**What to produce**
Pick up the blog post about a grandmother's comments on weight and continue it from its last line.

**Text**
"""

It's my grandparent's 50th anniversary this weekend, so they're having a party and I'll see them this weekend. Usually when I see my grandma, she says something along the lines of "Have you lost weight? You look thinner."

I never know what to say to this because 1-I don't have a scale or keep track of my weight so I literally have no idea, 2-My weight as a number doesn't matter to me, 3-My weight seems pretty stagnant for the past few years, so it's not like there would be vast physical differences. She says it practically every time I see her and I'm guessing it's one of those things she thinks would be a compliment (because all women worry about weight, right?). However, it just makes me uncomfortable because I never know what to say. I usually sputter something like "Um, I really don't know," and then change the subject.

For me, health is more important than weight. I try to eat well, although that's not always successful (I'm looking at you, cookies) and this summer I've started biking to class in the mornings and then taking my bike with me to work for the rest of the day. It usually ends up to about 5 miles each day, plus the longer weekend trips I take. Because of that added exercise, I think I have lost some weight this summer, mostly measured in belt loops and baggier clothes.

So what do I say now? And why do people feel the need to randomly say, "Have you lost weight" as a compliment regardless of whether someone has or not? I need your help here, friends.

20 comments:

frau sally benz said...

I always find myself in this predicament with relatives. You could either:
1) tell her that you have and it will go something like this "have you lost weight? you look thinner" "actually, I have, I've been biking" "oh, well that lovely, dear, keep it up!"

"""

**Provided records**
"""

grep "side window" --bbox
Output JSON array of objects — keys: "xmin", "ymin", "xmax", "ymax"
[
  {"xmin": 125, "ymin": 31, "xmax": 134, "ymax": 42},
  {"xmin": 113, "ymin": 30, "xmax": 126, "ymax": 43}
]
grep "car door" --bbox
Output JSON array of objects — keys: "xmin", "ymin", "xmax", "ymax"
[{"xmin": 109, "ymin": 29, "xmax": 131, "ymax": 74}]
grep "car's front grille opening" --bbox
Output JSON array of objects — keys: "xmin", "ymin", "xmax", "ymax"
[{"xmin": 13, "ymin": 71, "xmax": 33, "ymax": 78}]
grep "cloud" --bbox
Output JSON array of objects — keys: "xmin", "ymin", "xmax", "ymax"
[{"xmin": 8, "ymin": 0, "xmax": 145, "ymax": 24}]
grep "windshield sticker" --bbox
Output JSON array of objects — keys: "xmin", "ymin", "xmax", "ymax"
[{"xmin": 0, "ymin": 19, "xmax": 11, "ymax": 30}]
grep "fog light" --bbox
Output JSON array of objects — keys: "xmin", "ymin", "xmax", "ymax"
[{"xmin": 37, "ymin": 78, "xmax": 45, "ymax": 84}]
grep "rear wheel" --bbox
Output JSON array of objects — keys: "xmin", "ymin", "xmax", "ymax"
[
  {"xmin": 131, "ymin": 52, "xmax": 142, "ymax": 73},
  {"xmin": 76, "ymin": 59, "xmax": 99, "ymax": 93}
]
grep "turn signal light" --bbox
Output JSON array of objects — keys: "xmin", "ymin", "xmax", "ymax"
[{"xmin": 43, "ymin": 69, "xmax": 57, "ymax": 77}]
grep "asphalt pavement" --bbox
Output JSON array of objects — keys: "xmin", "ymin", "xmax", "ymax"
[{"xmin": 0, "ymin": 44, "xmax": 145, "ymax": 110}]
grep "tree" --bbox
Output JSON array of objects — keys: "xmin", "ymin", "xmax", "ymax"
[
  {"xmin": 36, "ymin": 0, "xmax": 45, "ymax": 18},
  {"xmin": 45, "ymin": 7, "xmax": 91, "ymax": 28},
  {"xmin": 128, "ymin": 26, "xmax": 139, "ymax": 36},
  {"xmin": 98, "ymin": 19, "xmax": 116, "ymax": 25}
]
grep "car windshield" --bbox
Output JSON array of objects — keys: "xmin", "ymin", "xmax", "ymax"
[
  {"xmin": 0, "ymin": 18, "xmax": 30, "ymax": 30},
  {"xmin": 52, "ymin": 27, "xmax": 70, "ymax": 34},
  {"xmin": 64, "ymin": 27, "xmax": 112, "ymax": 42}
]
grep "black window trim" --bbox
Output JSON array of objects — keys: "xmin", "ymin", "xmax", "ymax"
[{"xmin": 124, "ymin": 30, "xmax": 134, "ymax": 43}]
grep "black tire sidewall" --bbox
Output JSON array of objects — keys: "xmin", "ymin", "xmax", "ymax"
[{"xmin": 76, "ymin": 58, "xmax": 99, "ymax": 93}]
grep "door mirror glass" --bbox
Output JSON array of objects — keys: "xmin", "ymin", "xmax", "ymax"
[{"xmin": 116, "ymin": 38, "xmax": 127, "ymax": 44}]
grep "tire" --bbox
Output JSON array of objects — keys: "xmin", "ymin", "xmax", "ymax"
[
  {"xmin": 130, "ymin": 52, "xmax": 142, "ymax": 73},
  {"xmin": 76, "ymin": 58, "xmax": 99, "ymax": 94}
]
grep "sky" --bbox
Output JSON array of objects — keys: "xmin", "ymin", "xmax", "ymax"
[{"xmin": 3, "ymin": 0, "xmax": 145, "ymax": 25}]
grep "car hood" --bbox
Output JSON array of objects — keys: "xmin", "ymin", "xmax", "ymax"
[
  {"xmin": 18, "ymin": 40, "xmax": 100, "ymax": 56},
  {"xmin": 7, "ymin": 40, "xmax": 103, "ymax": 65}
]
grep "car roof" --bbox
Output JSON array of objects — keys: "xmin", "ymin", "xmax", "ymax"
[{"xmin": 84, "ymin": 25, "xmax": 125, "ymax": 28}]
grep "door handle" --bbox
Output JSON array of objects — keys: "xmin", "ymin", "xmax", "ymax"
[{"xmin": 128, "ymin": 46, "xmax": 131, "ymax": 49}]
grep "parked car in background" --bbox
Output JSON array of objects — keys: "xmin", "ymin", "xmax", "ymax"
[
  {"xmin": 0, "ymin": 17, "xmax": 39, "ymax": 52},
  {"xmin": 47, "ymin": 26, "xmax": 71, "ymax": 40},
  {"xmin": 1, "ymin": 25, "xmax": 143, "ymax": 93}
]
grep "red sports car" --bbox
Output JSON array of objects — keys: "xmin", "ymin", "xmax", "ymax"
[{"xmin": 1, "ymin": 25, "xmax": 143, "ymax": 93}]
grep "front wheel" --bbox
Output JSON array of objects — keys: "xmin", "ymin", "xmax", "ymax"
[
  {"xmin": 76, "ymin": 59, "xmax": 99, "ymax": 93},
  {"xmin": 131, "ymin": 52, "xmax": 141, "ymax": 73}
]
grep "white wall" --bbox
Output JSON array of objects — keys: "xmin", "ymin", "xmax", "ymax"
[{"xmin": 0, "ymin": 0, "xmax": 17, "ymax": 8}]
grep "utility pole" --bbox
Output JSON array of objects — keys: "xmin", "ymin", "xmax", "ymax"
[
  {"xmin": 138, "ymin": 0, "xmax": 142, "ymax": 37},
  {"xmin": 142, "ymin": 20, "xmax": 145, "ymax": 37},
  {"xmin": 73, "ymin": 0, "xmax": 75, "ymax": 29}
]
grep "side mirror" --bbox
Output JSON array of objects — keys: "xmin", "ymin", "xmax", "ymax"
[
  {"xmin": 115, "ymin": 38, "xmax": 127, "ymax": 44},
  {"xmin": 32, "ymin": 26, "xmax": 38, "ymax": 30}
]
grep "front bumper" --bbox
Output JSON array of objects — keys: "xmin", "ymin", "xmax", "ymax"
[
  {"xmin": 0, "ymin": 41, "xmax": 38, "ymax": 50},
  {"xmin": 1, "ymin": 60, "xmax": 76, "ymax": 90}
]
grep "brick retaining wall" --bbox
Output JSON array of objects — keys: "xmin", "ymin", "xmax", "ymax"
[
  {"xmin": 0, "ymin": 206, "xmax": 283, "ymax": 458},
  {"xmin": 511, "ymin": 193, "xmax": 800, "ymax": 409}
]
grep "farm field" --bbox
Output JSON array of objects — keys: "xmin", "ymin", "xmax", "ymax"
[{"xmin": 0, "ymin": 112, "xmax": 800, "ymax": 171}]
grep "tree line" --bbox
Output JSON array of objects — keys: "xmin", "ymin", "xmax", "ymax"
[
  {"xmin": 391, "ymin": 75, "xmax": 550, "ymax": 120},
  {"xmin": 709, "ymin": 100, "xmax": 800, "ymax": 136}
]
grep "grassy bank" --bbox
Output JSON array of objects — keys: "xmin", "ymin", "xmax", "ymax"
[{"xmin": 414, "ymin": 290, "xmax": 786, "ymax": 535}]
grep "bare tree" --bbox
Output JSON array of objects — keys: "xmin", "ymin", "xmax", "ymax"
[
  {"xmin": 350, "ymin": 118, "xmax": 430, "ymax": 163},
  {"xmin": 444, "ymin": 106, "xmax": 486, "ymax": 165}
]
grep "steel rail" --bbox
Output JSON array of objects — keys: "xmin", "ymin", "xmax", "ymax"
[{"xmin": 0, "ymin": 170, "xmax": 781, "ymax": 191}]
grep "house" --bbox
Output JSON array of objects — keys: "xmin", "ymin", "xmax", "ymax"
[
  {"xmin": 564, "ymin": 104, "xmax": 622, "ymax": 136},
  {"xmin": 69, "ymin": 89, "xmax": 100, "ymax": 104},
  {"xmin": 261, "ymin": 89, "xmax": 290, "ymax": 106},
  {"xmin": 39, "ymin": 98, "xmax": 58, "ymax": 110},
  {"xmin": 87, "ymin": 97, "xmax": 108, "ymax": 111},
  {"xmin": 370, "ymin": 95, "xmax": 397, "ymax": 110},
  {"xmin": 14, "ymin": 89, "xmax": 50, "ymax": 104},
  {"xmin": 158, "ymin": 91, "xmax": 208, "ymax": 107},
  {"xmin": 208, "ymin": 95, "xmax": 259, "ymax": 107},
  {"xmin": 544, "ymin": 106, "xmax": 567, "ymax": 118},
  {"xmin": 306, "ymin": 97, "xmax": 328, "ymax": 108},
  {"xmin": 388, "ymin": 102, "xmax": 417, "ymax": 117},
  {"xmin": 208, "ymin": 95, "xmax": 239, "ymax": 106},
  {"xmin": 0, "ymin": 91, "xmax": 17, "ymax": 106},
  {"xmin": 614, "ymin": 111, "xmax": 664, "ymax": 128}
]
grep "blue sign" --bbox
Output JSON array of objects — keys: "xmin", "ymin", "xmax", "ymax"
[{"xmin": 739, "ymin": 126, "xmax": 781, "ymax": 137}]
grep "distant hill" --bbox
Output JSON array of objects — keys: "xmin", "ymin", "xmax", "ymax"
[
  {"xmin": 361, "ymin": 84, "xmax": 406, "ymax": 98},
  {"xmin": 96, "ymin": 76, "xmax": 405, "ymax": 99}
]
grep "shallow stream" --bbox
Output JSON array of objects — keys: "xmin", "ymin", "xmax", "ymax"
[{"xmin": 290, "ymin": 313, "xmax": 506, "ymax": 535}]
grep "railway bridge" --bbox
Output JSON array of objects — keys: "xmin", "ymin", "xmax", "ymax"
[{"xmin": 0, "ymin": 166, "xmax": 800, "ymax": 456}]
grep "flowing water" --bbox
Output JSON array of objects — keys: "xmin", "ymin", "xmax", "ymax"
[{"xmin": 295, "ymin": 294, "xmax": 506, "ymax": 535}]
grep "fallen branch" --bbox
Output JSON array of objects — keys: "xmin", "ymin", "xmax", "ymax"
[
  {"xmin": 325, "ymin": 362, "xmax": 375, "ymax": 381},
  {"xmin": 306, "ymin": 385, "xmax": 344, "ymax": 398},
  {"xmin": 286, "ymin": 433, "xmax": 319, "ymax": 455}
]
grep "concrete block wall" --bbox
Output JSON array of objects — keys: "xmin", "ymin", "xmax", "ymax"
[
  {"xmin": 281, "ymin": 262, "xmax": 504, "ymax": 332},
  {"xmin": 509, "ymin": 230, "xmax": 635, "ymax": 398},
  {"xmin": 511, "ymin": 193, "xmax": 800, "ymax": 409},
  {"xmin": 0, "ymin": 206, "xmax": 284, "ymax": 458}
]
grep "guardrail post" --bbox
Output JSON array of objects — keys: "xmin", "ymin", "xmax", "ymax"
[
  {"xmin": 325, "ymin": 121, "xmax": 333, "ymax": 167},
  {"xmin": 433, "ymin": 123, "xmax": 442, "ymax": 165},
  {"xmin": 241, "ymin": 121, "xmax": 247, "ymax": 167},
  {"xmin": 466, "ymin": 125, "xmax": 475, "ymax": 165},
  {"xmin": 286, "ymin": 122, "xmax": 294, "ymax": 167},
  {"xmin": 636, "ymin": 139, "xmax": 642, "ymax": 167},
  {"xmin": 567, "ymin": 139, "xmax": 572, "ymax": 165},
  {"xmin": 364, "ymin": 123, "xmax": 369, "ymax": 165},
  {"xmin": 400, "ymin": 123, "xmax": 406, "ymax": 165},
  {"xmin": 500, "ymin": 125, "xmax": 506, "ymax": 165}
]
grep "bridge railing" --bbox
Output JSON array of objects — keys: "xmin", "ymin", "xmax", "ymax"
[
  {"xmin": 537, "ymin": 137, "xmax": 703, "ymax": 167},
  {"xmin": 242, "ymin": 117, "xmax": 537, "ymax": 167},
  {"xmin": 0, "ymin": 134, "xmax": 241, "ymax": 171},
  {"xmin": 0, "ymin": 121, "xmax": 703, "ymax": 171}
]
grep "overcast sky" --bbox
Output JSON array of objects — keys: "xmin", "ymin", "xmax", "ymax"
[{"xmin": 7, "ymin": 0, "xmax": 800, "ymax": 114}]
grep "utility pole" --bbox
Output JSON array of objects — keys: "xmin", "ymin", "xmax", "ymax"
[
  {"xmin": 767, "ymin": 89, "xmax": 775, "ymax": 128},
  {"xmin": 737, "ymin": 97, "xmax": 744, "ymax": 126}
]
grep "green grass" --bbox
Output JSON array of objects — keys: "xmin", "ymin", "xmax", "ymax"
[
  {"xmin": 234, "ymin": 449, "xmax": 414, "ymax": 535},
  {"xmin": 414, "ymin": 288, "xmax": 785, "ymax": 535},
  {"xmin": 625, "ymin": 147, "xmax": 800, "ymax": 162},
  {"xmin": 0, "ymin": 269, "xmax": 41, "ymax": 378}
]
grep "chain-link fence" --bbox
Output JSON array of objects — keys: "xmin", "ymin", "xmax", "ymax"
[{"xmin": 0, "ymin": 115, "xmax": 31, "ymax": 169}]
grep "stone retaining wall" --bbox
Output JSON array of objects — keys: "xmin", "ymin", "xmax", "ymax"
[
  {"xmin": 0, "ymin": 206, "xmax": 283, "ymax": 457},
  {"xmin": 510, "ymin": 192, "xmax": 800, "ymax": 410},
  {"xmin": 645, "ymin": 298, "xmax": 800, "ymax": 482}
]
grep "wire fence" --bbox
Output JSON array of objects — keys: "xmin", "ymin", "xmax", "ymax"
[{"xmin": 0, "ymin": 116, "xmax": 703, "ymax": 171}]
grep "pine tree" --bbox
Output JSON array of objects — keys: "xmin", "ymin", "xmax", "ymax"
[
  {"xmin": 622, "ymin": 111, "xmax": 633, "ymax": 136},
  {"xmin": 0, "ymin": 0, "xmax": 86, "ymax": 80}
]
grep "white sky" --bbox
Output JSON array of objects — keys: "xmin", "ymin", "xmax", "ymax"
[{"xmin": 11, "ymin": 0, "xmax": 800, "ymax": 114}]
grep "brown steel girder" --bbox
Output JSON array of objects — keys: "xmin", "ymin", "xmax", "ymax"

"""

**Result of this exercise**
OR
2) be a bit more aggressive and it will go something like this "have you lost weight? you look thinner" "you know, I really don't know, but why do you always ask me that? does it matter?" awkward silence "I'm very healthy, if that's what you're asking."

I usually do #2 for my mother and a version of #1 for everybody else.

Amelia said...

I think it's a side effect of the "fat-cult" that we live in (where people, women especially, but not exclusively, feel the intense pressure to be thin at all costs) that people take "Have you lost weight?" to be the ultimate compliment, perfect for any occasion.

Yeah, it is messed up that people seem to be more concerned with appearance than "Have you been eating more fruits and vegetables?" but it's not coming from nowhere.

I also hate being asked that. I got it a lot after my first year in college, when I know for a fact that I gained five pounds.

I tend to go with frau sally benz's #2 all the time, but in a polite way, to get people to think about why they automatically went for that particular "compliment." Because whether I've lost weight or not, that's not the best way to compliment someone. Weight fluctuates, and it (IMHO) is not the measure of anyone's worth. Other accomplishments are more substantial, and, I think, more worthy of commenting on.

Andrew said...

I am unsure of what precisely your grandmother was getting at, but if she is anything like my relatives, it is a general concern about health. I have always been scrawny, in fact I just dropped under 100lbs the other day *rageface* so when my aunt asks what i weigh and if i've lost weight/ tells me it looks like i have, it is generally a health related issue.

SisterCoyote said...

My usual answer is along the lines of "You know, I don't weigh myself, so I really don't know. My clothes seem to be fitting me the same, so possibly not." and then gently change the subject, usually with a "by the way" in the front of it. That allows me to bring up something I am proud of, gently neuters the weight comment, and allows whoever I'm talking to the opportunity to compliment me on something other than weight.

Jezabel Barbie said...

OR
It is entirely possible that you do appear to be losing weight, in which case it is merely an observation such as "Did you cut your hair? It looks shorter." or "Did you get your nails done? They look very professional." You cannot always assume that something someone says based on an observation is an attack against you or an assumption that, as a woman, you wish to hear someone confirm that you "look thinner" than the last time they saw you.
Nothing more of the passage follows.